## [GIVEN TEXT]
— begin —

‘Underground’ Star Aisha Hinds Breaks Down the Intensely Moving ‘Minty’ Episode: ‘I Literally Wept’ When Filming Was Done
Wednesday’s spellbinding Underground episode “Minty” was near-literally a one-woman show.
The entirety of the intensely moving hour featured Aisha Hinds’ Harriet Tubman delivering a powerhouse speech to fellow abolitionists as the movement is divided over whether or not to embrace John Brown’s militant ideas about ending slavery. Tubman— born Araminta “Minty” Ross—is firmly on the side of taking up arms, raging against those who call slavery God’s will and deeming it an act of war. “The more he said the word to me, the more sense it made,” she affirms.
“Minty” also handily served as Tubman’s Underground origin story, as she chronicled her life from her earliest days as a defiant child learning to fear white men while watching her mother (whose name she took when she bolted for freedom alone) grieve her enslaved children, to her first literal taste of freedom via a pilfered sugar cube, to the curious situation resulting in the head wound that induced her prophetic narcoleptic visions.
In Hinds’ capable hands, 45 pages of dialogue penned by Underground creators Misha Green and Joe Pokaski unspooled into a singular study in bravery and vulnerability, cause and conviction, and the power of one to impact the power of many. The best parts of “Minty” also served as a rallying cry for the Underground audience to rise up against political and societal wrongs that still plague the country and the world today. Staring into the camera in the episode’s closing moments—which, Hinds reveals also served as the second season’s last moments of production—Tubman offers a simple, eloquent call to action:
“If you don’t have it in you to take up arms against injustice, then you gotta pray another prayer and you gotta walk in with conviction. [God] will provide, but you gotta do your part. You gotta find what it means to you to be a soldier. Beat back those that are trying to kill everything good and right in the world and calling it ‘making it great again.’ We can’t afford to be just citizens in a time of war. That would be surrender.”
TV Insider talked with Hinds about pouring her heart and soul into the groundbreaking episode and her next project with Underground executive producer/director Anthony Hemingway.
When we spoke before the season aired, you talked of your reverence for your character and the work that you were about to undertake. Tell me about finding out about this particular episode and what you would be asked to do and what you would be giving the Underground audience.
Aisha Hinds: It was exciting! It was the culmination for me, I think, of all of the work that I’d ever done up until this point—this one character who sort of carried the spirit of everything that I had entered this business to do. It was a career moment, but also a moment for me as a human being to be called and positioned and elevated in the work in a way that I’d always desired, to do work that was purposeful and bigger than entertainment for me. I was like “Wow, this is Underground. This is what they do. They make revolutionary television.”
I was excited that they were bringing the medium of theater to the television screen, and then I realized that this was not a convention that they were manufacturing for television, but that they were actually honoring Harriet Tubman and telling her story in the way that she told her story.
How did you approach 45 pages of uninterrupted dialogue?
A couple of friends of mine were like, ‘Record yourself saying it.’ So I have voice recordings on my phone of me just saying the lines, which I fell asleep to and I woke up to. I would go from coffee shop to coffee shop, trying to keep my brain refreshed, because my brain would start to fade and become exhausted from absorbing all of the words. I was afraid that once I got it all in, I wouldn’t be able to get it all out. I was afraid they were all jumbled up in my head.

— end —

## [RECORDED DATA]
— begin —

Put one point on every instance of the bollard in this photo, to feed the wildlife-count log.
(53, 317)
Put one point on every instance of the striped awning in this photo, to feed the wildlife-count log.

— end —

## [PROBLEMS TO WORK ON]
- a) Answer these from the article about the "Minty" episode of Underground:
(i) Who wrote the 45 pages of dialogue for the episode?
(ii) What gave Tubman her first literal taste of freedom?
(iii) What did Hinds fall asleep and wake up to while learning her lines?
- b) Extend the article about the "Minty" episode of Underground, starting after its final sentence.

## [TASK-BY-TASK RESULTS]
- a)
(i) Underground creators Misha Green and Joe Pokaski.
(ii) A pilfered sugar cube.
(iii) Voice recordings on her phone of herself saying the lines.

- b)
I got the script about two days before Thanksgiving break and production had shut down. So I came back to L.A. and I called a college friend of mine, and she flew from New Orleans to stay with me over break to help me run these lines over and over.
And then it was time to return to Savannah and talk the talk.
I woke up feeling like I was a superhero; I felt this burst of energy. As I go to the airport, I start to feel sick and I throw up on the plane. I land and I have a temperature. I’m burning hot. I go to sleep that night at the hotel and I drench the sheets with sweat. I wake up the next day and my cycle starts. It was literally blood, sweat, and tears all at the same time, because now I’m crying and I’m afraid.
Then they wanted to call me in for a second fitting, and so I asked them if I could do it on the actual day, because I’m not feeling well. Well, who told me to tell them I wasn’t feeling well! [Laughs] Because now the word had gone around production that Aisha’s not feeling well, and she’s the sole person on the call sheet and there is no backup plan. So I started lying. The next day they called, like, “How’s it going?” I was like, “I’m ready to rock and roll!” Because I didn’t want them to be afraid.
There’s no one who can take the credit besides Harriet. It wasn’t a teleprompter that helped me. It wasn’t an earpiece that helped me. It wasn’t an extensive rehearsal period that helped me. It wasn’t even my own craft that helped me, because I didn’t have time to be an actor. It was only to empty myself, to surrender to her story and allow her to inhabit me, allow her to consume me, and push her story out of my voice box. That is what happened.
When you opened your mouth and began to speak, what was the set like as that happened?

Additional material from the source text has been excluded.